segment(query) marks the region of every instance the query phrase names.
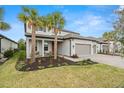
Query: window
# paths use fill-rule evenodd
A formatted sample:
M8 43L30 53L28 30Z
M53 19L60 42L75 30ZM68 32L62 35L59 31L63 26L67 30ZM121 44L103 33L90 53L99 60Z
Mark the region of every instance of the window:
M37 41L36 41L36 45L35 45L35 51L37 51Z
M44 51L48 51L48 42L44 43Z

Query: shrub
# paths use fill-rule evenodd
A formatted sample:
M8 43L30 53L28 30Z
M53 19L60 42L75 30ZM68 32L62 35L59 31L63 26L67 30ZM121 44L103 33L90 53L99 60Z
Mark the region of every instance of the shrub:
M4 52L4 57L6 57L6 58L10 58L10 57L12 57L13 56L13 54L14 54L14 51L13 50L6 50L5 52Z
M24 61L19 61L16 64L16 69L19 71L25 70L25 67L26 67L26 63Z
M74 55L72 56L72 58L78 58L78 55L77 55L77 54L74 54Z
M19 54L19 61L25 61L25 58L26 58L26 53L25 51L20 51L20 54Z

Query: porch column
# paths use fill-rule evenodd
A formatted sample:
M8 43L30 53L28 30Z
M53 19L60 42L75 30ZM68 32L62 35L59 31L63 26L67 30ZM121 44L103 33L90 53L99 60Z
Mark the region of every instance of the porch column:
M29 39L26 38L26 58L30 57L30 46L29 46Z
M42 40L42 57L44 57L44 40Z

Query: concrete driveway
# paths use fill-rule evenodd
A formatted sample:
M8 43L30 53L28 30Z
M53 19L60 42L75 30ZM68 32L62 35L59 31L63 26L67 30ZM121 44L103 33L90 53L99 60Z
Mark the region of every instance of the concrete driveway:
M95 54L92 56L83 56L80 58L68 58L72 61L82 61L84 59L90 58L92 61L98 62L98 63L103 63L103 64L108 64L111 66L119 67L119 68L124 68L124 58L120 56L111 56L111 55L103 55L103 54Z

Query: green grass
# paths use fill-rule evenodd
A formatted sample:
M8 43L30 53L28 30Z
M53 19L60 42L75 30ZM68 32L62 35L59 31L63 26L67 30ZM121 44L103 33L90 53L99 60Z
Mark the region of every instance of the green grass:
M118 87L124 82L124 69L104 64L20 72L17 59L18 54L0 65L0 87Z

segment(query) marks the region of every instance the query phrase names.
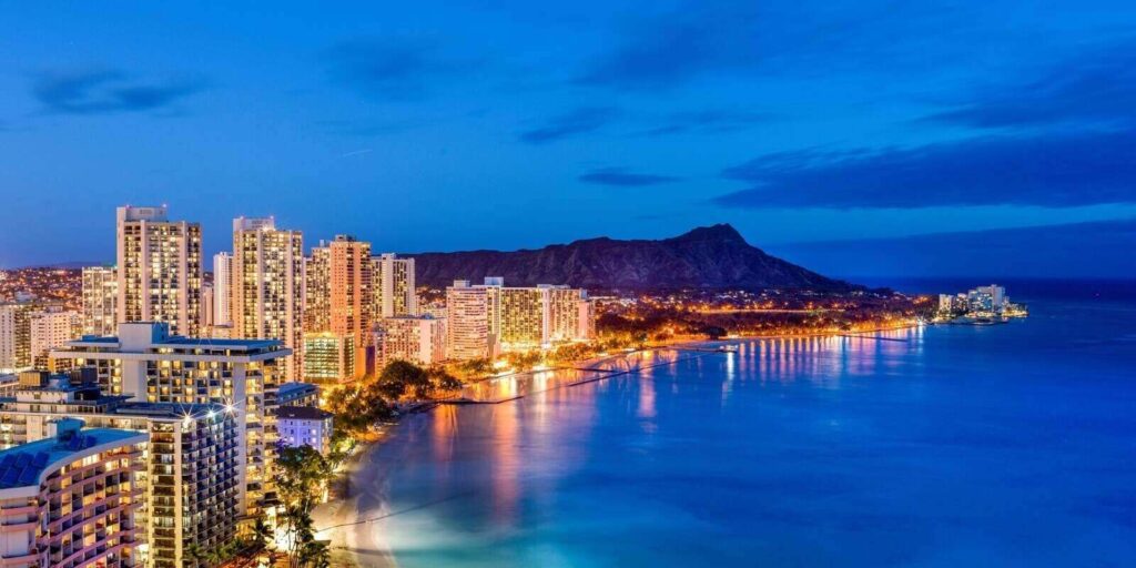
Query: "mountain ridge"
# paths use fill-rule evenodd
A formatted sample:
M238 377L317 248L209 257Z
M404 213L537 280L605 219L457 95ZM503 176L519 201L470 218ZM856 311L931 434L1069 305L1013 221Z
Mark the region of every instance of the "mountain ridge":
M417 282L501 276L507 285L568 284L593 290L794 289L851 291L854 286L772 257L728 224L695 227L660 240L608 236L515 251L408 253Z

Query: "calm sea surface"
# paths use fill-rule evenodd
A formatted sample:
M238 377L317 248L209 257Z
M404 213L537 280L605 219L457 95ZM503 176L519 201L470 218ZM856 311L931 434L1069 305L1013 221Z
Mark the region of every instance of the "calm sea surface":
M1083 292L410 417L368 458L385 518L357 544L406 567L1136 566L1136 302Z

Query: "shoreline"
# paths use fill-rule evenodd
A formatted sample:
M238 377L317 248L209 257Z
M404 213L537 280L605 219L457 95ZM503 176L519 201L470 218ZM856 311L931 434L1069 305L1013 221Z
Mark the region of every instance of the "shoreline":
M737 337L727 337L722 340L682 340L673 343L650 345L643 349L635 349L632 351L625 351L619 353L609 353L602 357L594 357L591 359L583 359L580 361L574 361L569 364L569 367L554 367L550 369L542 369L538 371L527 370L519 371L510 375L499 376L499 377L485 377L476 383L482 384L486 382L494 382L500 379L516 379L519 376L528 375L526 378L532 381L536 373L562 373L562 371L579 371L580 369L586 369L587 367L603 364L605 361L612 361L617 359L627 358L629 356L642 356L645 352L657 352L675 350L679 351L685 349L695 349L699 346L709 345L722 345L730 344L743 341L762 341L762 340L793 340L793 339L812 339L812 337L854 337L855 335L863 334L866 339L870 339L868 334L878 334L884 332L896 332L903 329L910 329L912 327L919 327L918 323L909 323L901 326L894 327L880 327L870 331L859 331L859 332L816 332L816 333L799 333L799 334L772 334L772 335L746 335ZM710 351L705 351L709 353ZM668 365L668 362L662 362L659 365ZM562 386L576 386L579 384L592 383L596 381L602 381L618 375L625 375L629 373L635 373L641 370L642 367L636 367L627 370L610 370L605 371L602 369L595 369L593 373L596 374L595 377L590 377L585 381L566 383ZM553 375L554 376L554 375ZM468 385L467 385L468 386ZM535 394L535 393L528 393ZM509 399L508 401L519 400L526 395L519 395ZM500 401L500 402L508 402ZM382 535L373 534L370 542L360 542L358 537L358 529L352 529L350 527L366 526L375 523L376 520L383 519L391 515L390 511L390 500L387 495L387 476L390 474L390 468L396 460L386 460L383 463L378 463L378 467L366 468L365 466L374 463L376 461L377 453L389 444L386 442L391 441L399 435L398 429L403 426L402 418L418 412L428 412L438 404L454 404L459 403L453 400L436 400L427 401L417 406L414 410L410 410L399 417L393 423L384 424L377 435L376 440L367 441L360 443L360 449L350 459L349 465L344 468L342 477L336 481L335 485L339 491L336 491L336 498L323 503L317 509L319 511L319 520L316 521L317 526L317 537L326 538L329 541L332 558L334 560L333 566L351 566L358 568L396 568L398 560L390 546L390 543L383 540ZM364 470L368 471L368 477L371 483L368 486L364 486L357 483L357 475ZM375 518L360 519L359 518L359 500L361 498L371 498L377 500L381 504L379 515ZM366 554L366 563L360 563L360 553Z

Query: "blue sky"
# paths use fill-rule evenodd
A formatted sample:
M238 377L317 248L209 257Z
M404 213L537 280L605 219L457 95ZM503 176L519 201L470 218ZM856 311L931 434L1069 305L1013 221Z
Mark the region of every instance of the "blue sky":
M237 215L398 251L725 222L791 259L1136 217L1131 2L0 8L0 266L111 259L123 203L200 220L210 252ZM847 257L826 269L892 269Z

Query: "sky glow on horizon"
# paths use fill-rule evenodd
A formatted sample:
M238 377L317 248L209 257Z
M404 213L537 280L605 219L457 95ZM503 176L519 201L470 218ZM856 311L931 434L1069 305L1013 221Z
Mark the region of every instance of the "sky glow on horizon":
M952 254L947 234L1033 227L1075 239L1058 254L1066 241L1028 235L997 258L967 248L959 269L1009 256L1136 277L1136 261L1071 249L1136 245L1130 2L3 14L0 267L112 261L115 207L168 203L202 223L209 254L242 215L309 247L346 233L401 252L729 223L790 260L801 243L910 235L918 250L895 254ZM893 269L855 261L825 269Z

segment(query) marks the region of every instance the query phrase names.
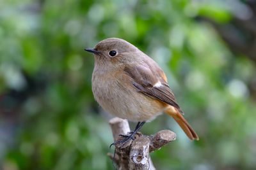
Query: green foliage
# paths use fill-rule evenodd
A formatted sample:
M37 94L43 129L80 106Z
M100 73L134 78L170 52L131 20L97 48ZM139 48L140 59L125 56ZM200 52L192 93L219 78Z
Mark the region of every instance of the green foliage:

*Exercise description*:
Rewrite the listing above as a numbered list, one line per item, skipping the blank lines and leaving out the pictures.

*Exercise output*:
1. segment(query) marks the region of every instance the query phrase names.
2. Query: window
3. # paths use fill-rule evenodd
4. A formatted sample:
5. M8 43L30 53L28 30Z
6. M53 19L60 42L75 30ZM68 32L62 35L59 31L63 26L67 30ZM121 44L103 33L90 53L99 60Z
7. Mark the region of every instance of the window:
8. M37 41L36 41L36 45L35 45L35 51L37 51Z
9. M44 51L48 51L48 42L44 43Z
10. Query: shrub
11. # paths use fill-rule evenodd
12. A formatted sample:
13. M8 43L30 53L28 30Z
14. M53 19L60 42L75 30ZM68 32L62 35L59 31L63 26L67 30ZM121 44L103 33L90 53L99 60Z
15. Mark the region of every instance of the shrub:
16. M4 52L4 57L6 57L6 58L10 58L10 57L12 57L13 56L13 54L14 54L14 51L13 50L6 50L5 52Z
17. M24 61L19 61L16 64L16 69L19 71L25 70L25 67L26 67L26 63Z
18. M74 55L72 56L72 58L78 58L78 55L77 55L77 54L74 54Z
19. M19 54L19 61L25 61L25 58L26 58L26 53L25 51L20 51L20 54Z
20. Query: porch column
21. # paths use fill-rule evenodd
22. A formatted sample:
23. M8 43L30 53L28 30Z
24. M53 19L60 42L75 30ZM68 32L62 35L59 31L63 26L67 30ZM121 44L103 33L90 53L99 60Z
25. Mark the region of every instance of the porch column:
26. M29 39L26 38L26 58L30 57L30 46L29 46Z
27. M42 40L42 57L44 57L44 40Z
28. Query: concrete driveway
29. # paths use fill-rule evenodd
30. A formatted sample:
31. M8 43L30 53L28 30Z
32. M53 19L60 42L75 30ZM68 32L62 35L59 31L63 26L67 30ZM121 44L103 33L90 53L99 60Z
33. Mark the region of every instance of the concrete driveway:
34. M95 54L92 56L83 56L80 58L68 58L72 61L82 61L84 59L90 58L92 61L98 62L98 63L103 63L103 64L108 64L111 66L119 67L119 68L124 68L124 58L120 56L111 56L111 55L103 55L103 54Z
35. Query: green grass
36. # paths use fill-rule evenodd
37. A formatted sample:
38. M8 43L30 53L28 30Z
39. M53 19L60 42L75 30ZM68 32L62 35L59 31L63 26L67 30ZM121 44L103 33L90 53L99 60Z
40. Mark the region of every instance of the green grass:
41. M118 87L124 82L124 69L104 64L20 72L17 59L18 54L0 65L0 87Z
42. segment(query) marks the region of every instance the query phrase names.
43. Query: "mountain ridge"
44. # paths use fill-rule evenodd
45. A formatted sample:
46. M238 377L317 248L209 257Z
47. M404 213L537 280L605 219L457 95ZM503 176L519 201L470 218ZM856 311L931 434L1069 305L1013 221Z
48. Mark the region of every instance of the "mountain ridge":
49. M417 282L501 276L507 285L568 284L593 290L794 289L851 291L854 286L772 257L728 224L695 227L660 240L608 236L515 251L408 253Z
50. Query: "calm sea surface"
51. # paths use fill-rule evenodd
52. A formatted sample:
53. M238 377L317 248L209 257Z
54. M404 213L537 280L605 219L457 95ZM503 176L519 201L470 218ZM856 311L931 434L1069 305L1013 221Z
55. Mark the region of every instance of the "calm sea surface":
56. M1083 292L410 417L368 458L385 518L357 544L406 567L1136 566L1136 302Z
57. Query: "shoreline"
58. # paths use fill-rule evenodd
59. A formatted sample:
60. M238 377L317 248L209 257Z
61. M404 213L537 280L605 219L457 95ZM503 176L519 201L470 218ZM856 311L931 434L1069 305L1013 221Z
62. Mark the region of every instance of the "shoreline":
63. M737 337L727 337L722 340L682 340L673 343L650 345L643 349L635 349L632 351L625 351L619 353L609 353L602 357L594 357L591 359L583 359L580 361L574 361L569 364L569 367L554 367L550 369L542 369L538 371L527 370L519 371L510 375L499 376L499 377L485 377L476 383L482 384L486 382L494 382L500 379L516 379L519 376L528 375L526 378L532 381L536 373L562 373L562 371L579 371L580 369L586 369L587 367L603 364L605 361L612 361L617 359L627 358L629 356L642 356L645 352L657 352L675 350L679 351L685 349L695 349L699 346L709 345L722 345L730 344L743 341L762 341L762 340L793 340L793 339L812 339L812 337L854 337L855 335L863 334L866 339L870 339L868 334L878 334L884 332L896 332L903 329L910 329L912 327L919 327L918 323L909 323L901 326L894 327L880 327L870 331L859 331L859 332L816 332L816 333L799 333L799 334L772 334L772 335L746 335ZM710 351L705 351L709 353ZM668 365L668 362L662 362L659 365ZM562 386L576 386L579 384L592 383L596 381L602 381L618 375L625 375L629 373L635 373L641 370L642 367L636 367L627 370L610 370L605 371L602 369L595 369L593 373L596 374L595 377L590 377L585 381L566 383ZM553 375L554 376L554 375ZM468 385L467 385L468 386ZM535 394L535 393L528 393ZM509 399L508 401L519 400L526 395L519 395ZM500 401L500 402L508 402ZM382 535L373 534L370 542L360 542L358 537L358 529L352 529L350 527L366 526L375 523L376 520L383 519L391 515L390 511L390 500L387 495L387 476L390 474L390 468L396 460L386 460L383 463L378 463L378 467L366 468L365 466L374 463L376 461L377 453L389 444L386 442L391 441L399 435L398 429L403 426L402 418L418 412L428 412L438 404L454 404L459 403L453 400L436 400L427 401L417 406L414 410L410 410L399 417L393 423L384 424L377 435L376 440L367 441L360 443L360 449L350 459L349 465L344 468L342 477L336 481L335 485L339 491L336 491L336 498L323 503L317 509L319 511L319 520L316 521L317 526L317 537L326 538L329 541L332 558L334 560L333 566L351 566L358 568L396 568L398 560L390 546L390 543L383 540ZM364 470L368 471L368 477L371 483L368 486L364 486L357 483L357 475ZM375 518L360 519L359 518L359 500L361 498L371 498L377 500L381 504L379 515ZM366 554L366 563L360 563L360 553Z
64. Query: "blue sky"
65. # paths use fill-rule evenodd
66. A formatted sample:
67. M238 377L317 248L209 257Z
68. M404 213L537 280L605 219L457 95ZM503 176L519 201L470 218ZM856 311L931 434L1069 305L1013 221Z
69. Mark the region of every instance of the "blue sky":
70. M237 215L398 251L725 222L791 259L1136 217L1131 2L0 8L0 266L111 259L123 203L200 220L210 252ZM847 257L826 269L892 269Z
71. Query: "sky glow on horizon"
72. # paths use fill-rule evenodd
73. A formatted sample:
74. M238 377L317 248L209 257Z
75. M404 213L537 280L605 219L457 95ZM503 176L519 201L470 218ZM856 311L931 434L1069 305L1013 221Z
76. Mark the region of every instance of the "sky glow on horizon":
77. M952 254L947 234L1033 227L1075 239L1058 254L1066 241L1028 235L997 258L967 248L959 269L1009 256L1136 277L1136 261L1071 249L1136 245L1130 2L3 14L0 267L112 261L115 207L168 203L202 223L209 254L242 215L309 247L346 233L401 252L729 223L790 260L801 243L910 235L918 250L895 254ZM893 269L855 261L825 269Z
78. segment(query) marks the region of every instance the query phrase names.
79. Query: green foliage
80. # paths use fill-rule evenodd
81. A formatted sample:
82. M37 94L43 129L80 106Z
83. M100 73L134 78L170 52L131 20L97 48ZM139 48L140 59L125 56ZM200 52L192 93L219 78Z
84. Mark the region of every instance of the green foliage:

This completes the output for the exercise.